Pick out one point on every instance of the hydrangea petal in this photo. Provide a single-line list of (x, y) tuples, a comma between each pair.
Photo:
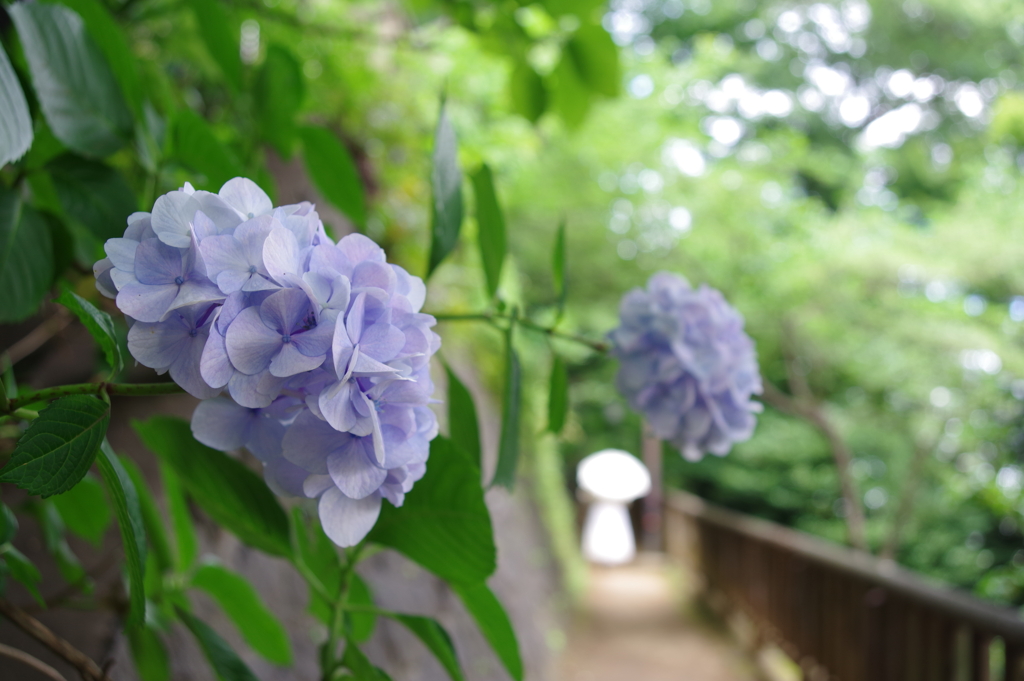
[(250, 344), (345, 520)]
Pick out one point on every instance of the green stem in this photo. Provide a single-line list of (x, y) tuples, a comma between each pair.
[(329, 663), (597, 346), (136, 389)]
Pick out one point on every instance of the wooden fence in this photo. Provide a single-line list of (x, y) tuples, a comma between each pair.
[(842, 614)]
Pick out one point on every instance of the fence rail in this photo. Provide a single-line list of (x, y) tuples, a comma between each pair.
[(843, 614)]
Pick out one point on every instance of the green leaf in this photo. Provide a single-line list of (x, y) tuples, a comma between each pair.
[(92, 194), (436, 639), (494, 624), (242, 604), (8, 524), (558, 268), (596, 59), (360, 667), (361, 625), (570, 95), (53, 527), (26, 257), (79, 94), (181, 522), (15, 122), (195, 145), (320, 556), (152, 520), (558, 397), (112, 40), (221, 39), (23, 570), (58, 448), (491, 224), (526, 92), (445, 185), (279, 93), (463, 427), (84, 510), (334, 172), (150, 654), (232, 495), (443, 525), (125, 498), (98, 323), (508, 445), (224, 662)]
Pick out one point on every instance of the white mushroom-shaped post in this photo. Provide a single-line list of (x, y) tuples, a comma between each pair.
[(613, 478)]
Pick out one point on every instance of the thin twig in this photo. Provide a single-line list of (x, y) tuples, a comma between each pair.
[(37, 630), (813, 414), (31, 661), (905, 507), (136, 389), (597, 346)]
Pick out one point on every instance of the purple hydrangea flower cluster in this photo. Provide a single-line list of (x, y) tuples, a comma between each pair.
[(311, 354), (687, 365)]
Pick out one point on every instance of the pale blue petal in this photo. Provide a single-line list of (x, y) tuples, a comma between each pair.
[(352, 473), (345, 520), (250, 344), (291, 362)]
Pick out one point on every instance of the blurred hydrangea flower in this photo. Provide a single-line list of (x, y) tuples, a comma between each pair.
[(321, 347), (687, 365)]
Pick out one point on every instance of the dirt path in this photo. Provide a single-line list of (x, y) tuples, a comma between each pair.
[(636, 626)]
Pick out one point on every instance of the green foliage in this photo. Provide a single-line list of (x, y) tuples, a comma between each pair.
[(333, 170), (495, 625), (558, 395), (526, 92), (491, 227), (26, 257), (58, 448), (445, 187), (84, 510), (463, 427), (443, 525), (432, 635), (15, 123), (279, 92), (220, 38), (92, 194), (76, 88), (8, 524), (99, 325), (360, 667), (185, 544), (243, 605), (112, 41), (508, 445), (54, 539), (153, 522), (225, 663), (23, 570), (361, 625), (195, 145), (126, 506), (320, 557), (232, 495), (558, 268), (595, 58)]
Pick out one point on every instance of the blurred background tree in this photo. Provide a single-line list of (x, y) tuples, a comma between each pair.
[(846, 172)]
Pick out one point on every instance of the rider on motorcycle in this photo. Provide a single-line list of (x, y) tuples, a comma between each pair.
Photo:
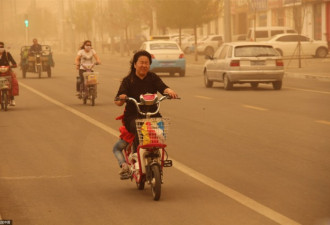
[(139, 81), (35, 47), (5, 60), (84, 56)]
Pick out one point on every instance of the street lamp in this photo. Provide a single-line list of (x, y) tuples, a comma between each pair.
[(26, 21)]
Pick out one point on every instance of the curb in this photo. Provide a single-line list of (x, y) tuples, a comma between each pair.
[(308, 76)]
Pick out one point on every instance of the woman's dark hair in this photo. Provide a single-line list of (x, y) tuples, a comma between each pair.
[(85, 42), (136, 57)]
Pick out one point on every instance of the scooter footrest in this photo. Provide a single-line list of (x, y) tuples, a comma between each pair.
[(168, 163)]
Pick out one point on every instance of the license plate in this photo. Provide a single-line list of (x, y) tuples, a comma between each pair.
[(258, 63), (166, 64)]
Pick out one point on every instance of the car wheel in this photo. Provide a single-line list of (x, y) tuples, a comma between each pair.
[(254, 85), (279, 51), (321, 52), (187, 50), (227, 84), (209, 51), (277, 85), (207, 82)]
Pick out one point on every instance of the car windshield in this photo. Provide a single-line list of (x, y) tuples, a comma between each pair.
[(157, 46), (255, 51)]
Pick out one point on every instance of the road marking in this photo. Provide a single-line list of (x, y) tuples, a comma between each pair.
[(34, 177), (323, 122), (202, 97), (240, 198), (254, 107), (309, 90), (76, 112)]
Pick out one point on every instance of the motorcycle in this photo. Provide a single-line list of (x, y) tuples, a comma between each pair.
[(5, 87), (88, 89), (36, 61), (147, 164)]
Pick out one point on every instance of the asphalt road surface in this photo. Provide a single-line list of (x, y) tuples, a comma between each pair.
[(244, 156)]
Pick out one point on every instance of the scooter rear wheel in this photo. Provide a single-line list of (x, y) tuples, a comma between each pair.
[(156, 183), (140, 185), (4, 100)]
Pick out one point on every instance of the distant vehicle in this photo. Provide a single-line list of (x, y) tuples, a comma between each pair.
[(209, 44), (187, 44), (167, 57), (172, 37), (239, 37), (265, 33), (244, 62), (287, 45)]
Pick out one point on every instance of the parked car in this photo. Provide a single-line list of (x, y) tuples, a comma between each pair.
[(239, 37), (244, 62), (287, 45), (209, 44), (266, 33), (167, 57)]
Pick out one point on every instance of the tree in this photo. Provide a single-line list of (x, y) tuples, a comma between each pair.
[(82, 18), (187, 14)]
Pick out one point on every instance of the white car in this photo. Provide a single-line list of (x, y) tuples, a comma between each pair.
[(244, 62), (209, 44), (167, 57), (187, 44), (287, 45)]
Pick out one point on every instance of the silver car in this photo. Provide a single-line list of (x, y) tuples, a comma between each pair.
[(244, 62)]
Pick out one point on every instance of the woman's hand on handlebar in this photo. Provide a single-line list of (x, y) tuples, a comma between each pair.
[(120, 100), (170, 93)]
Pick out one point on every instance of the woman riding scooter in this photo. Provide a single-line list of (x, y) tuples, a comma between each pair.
[(5, 60)]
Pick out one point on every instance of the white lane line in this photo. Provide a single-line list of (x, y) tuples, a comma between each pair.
[(242, 199), (255, 107), (34, 177), (308, 90), (323, 122), (202, 97)]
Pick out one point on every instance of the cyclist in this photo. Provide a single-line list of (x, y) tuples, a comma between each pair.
[(139, 81), (84, 56), (5, 60)]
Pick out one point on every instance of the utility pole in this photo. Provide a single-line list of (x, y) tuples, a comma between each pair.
[(227, 21)]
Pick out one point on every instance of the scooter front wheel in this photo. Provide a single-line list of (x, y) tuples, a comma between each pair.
[(155, 182), (4, 100), (140, 185)]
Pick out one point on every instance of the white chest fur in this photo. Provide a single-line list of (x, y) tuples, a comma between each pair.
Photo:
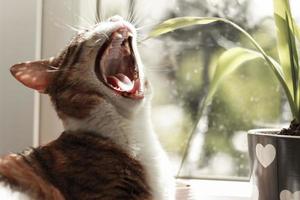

Work to do: Render all of the material above as a JSON list of strings, with one string for each line and no blank lines. Leave the pictures out.

Task result:
[
  "Pick out one point on every instance of the hydrangea petal in this photo. Provide a single-line list of (x, y) tuples, a comma between each pair.",
  "Photo:",
  "[(250, 344), (345, 520)]",
  "Pick out one point on every instance of the green stem in this photo. Provide a single-line list of (x, y) tuples, a comma between each pair.",
  "[(329, 663), (597, 346), (136, 389)]",
  "Pick out one point on every instance of the wooden fence in this photo. Provide a single-line list of (x, y) tuples, a comma between each pair.",
  "[(842, 614)]",
  "Pick out one point on every instance of the fence rail in this photo. Provide a single-line list of (x, y) tuples, a comma between each pair.",
  "[(843, 614)]",
  "Pick out one point on every instance of the green leaf in this photo. Provide a single-line list of (x, y) tuples, a comma between each pair.",
  "[(92, 194), (436, 639), (494, 624), (242, 604), (8, 524), (558, 268), (596, 59), (360, 667), (361, 625), (570, 95), (53, 527), (26, 257), (79, 94), (181, 522), (15, 122), (195, 145), (320, 556), (152, 520), (558, 397), (112, 40), (221, 39), (23, 570), (58, 448), (491, 224), (526, 92), (445, 185), (279, 93), (463, 427), (84, 510), (334, 172), (150, 654), (232, 495), (443, 525), (125, 498), (98, 323), (508, 445), (224, 662)]",
  "Pick out one point on every instance of the white mushroom-shaped post in this photo. Provide a single-line list of (x, y) tuples, a comma between each pair.",
  "[(613, 478)]",
  "Pick out one point on every instance of the thin twig in this photo. Provide a single-line list of (x, y) tuples, a comma between each pair.",
  "[(37, 630), (813, 414), (31, 661), (905, 507), (136, 389), (597, 346)]",
  "Pick out one point on every instance of the purple hydrangea flower cluster in this photo. Provide a single-line list of (x, y) tuples, a comma between each pair.",
  "[(311, 354), (687, 365)]",
  "Pick out one point on every instance of the pale blue petal in this photo. Provide a single-line list of (x, y) tuples, a comma between each pair.",
  "[(352, 473), (345, 520), (250, 344), (291, 362)]",
  "Pick out one point on every instance of the blurred hydrangea flower in this photo. Provide a single-line list of (x, y) tuples, a comma between each pair.",
  "[(321, 347), (687, 365)]",
  "Pick out one point on every instance of the dirt path in this photo. Provide a single-line list of (x, y) tuples, a comma between each pair.",
  "[(636, 626)]",
  "Pick out one point on every instance of the green foliage in this photo. Provide a single-line list of (x, y) tuples, a comma between each pair.",
  "[(333, 170), (495, 625), (558, 395), (526, 92), (491, 227), (26, 257), (58, 448), (445, 187), (84, 510), (463, 427), (443, 525), (432, 635), (15, 123), (279, 92), (220, 38), (92, 194), (76, 88), (8, 524), (99, 325), (360, 667), (185, 544), (243, 605), (112, 41), (508, 445), (54, 539), (153, 522), (225, 663), (23, 570), (361, 625), (195, 145), (126, 506), (320, 557), (232, 495), (558, 268), (595, 58)]",
  "Pick out one point on every instance of the blurred background tree in this photo. Provide a single-line list of (x, y) tuples, a comma between each pair.",
  "[(846, 172)]",
  "Pick out one point on every instance of the rider on motorcycle in this photo. Provide a single-line list of (x, y) tuples, a comma between each pair.",
  "Photo:",
  "[(139, 81), (35, 47), (5, 60), (84, 56)]",
  "Pick out one point on every instance of the street lamp in this photo. Provide a single-line list of (x, y) tuples, a comma between each pair.",
  "[(26, 21)]",
  "Pick out one point on every instance of the curb in this photo. Provide a single-line list of (x, y) tuples, a comma between each pair.",
  "[(308, 76)]",
  "Pick out one point on every instance of the woman's dark hair in this photo. Provide a single-line list of (x, y) tuples, a comma between each pair.",
  "[(85, 42), (136, 57)]",
  "Pick out one point on every instance of the scooter footrest in this photo. Provide a single-line list of (x, y) tuples, a comma between each pair.",
  "[(168, 163)]",
  "Pick out one point on every instance of the license plate in this photo. Provide a single-line list of (x, y) tuples, a comma between each pair.",
  "[(258, 63), (166, 64)]",
  "Pick out one point on every instance of the car wheel in this photo. Provide a single-line list of (x, y) tuples, a comma between each pair.",
  "[(254, 85), (279, 51), (321, 52), (187, 50), (227, 84), (209, 51), (277, 85), (207, 82)]",
  "Pick out one point on every instance of the car windshield in this photo. Provide a single-line list of (x, y) tuples, a comma between each pair.",
  "[(157, 46), (255, 51)]",
  "Pick out one point on every instance of the road marking in this photo. Provide a single-line list of (x, y) tuples, a comma between each pair.",
  "[(34, 177), (323, 122), (202, 97), (240, 198), (254, 107), (309, 90), (76, 112)]",
  "Pick out one point on every instance of the motorcycle in this photo. Provide a single-line list of (x, y) tuples, a comma between each pair.",
  "[(5, 87), (88, 89), (36, 61), (147, 164)]",
  "Pick out one point on every instance of the asphalt road surface in this photo. Provide a single-line list of (x, y) tuples, a comma between each pair.",
  "[(244, 156)]",
  "Pick out one point on every instance of the scooter rear wheel in this photo. Provide a single-line list of (x, y) tuples, a comma between each pair.",
  "[(156, 183), (140, 185), (4, 100)]",
  "Pick out one point on every instance of the distant vehicle in this photo. Provide a single-line list of (x, y) tuples, a comma between each pair.",
  "[(209, 44), (187, 44), (167, 57), (172, 37), (239, 37), (265, 33), (244, 62), (287, 45)]",
  "Pick out one point on every instance of the parked car in this photo. Provide a single-line list of (x, y) tuples, a comma between each pair.",
  "[(239, 37), (244, 62), (287, 45), (209, 44), (266, 33), (167, 57)]",
  "Pick out one point on every instance of the tree in this photo. Provide a single-line list of (x, y) tuples, a comma between each pair.",
  "[(82, 18), (187, 14)]",
  "Pick out one point on every instance of the white car in this photo. Provide a single-line list of (x, y) tuples, a comma between each pair.",
  "[(244, 62), (209, 44), (167, 57), (187, 44), (287, 45)]",
  "Pick out one point on every instance of the silver car in this photo. Provide a single-line list of (x, y) tuples, a comma between each pair.",
  "[(244, 62)]",
  "Pick out one point on every instance of the woman's hand on handlebar in this photo. Provide a single-line list of (x, y) tuples, a comma between each pair.",
  "[(120, 100), (170, 93)]",
  "Pick out one point on every instance of the woman riding scooter in this photo. Provide a single-line list of (x, y) tuples, a comma between each pair.",
  "[(5, 60)]",
  "Pick out one point on every instance of the white lane line in this photo. Provide a single-line list of (x, y) tuples, a comma between each pair.",
  "[(242, 199), (255, 107), (34, 177), (308, 90), (323, 122), (202, 97)]",
  "Pick out one point on every instance of the cyclist in this photo. Provide a single-line list of (x, y) tuples, a comma between each pair.",
  "[(139, 81), (84, 56), (5, 60)]",
  "Pick out one point on every instance of the utility pole in this photo. Provide a single-line list of (x, y) tuples, a comma between each pair.",
  "[(227, 21)]",
  "Pick out one point on every instance of the scooter front wheel in this photo. Provide a single-line list of (x, y) tuples, a comma between each pair.",
  "[(155, 182), (4, 100), (140, 185)]",
  "Pick out one point on every instance of the white chest fur in this photo. Provide a single-line list of (x, y) tuples, a comma between each pair.",
  "Photo:"
]